WORK REQUEST:
What lines of the data below hold the string "head"? Copy each one.

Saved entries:
★ ★ ★ ★ ★ ★ ★
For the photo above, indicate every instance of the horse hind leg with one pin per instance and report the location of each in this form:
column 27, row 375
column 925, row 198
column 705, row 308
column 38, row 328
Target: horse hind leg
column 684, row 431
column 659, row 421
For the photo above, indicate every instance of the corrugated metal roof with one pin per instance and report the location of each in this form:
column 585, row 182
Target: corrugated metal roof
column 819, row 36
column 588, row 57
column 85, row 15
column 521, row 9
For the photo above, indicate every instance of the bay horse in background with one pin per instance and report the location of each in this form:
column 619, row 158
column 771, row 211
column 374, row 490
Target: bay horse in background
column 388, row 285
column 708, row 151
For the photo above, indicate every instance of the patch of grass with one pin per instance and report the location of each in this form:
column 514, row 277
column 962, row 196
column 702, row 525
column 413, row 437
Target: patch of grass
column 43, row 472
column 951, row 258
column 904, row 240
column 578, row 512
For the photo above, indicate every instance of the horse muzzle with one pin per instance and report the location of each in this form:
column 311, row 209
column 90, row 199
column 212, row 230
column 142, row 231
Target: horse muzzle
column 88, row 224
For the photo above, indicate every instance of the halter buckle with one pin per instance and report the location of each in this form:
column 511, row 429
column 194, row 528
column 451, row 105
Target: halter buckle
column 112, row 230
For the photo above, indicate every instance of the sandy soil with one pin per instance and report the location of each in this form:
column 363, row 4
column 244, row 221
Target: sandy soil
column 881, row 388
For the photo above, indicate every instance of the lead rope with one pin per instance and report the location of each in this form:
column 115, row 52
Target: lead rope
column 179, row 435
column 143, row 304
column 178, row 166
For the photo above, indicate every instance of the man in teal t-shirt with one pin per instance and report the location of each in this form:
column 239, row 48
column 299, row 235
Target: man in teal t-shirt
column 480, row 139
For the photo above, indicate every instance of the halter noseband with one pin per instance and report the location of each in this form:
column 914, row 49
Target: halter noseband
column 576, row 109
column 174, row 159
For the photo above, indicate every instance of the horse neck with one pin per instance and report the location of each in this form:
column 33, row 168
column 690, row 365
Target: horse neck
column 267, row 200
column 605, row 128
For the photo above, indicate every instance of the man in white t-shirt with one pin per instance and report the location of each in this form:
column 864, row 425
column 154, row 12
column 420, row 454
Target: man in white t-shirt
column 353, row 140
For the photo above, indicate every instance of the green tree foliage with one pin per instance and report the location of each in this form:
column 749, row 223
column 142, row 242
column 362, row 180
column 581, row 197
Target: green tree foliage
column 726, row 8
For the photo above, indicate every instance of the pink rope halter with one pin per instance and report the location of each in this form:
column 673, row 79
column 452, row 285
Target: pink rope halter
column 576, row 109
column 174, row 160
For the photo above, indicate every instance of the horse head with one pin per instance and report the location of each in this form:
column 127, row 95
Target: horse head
★ ★ ★ ★ ★ ★ ★
OUTPUT FOR THIS EXERCISE:
For the photo above, indicate every instance of the horse head with one pin per instance and report the location of each in this form:
Target: horse head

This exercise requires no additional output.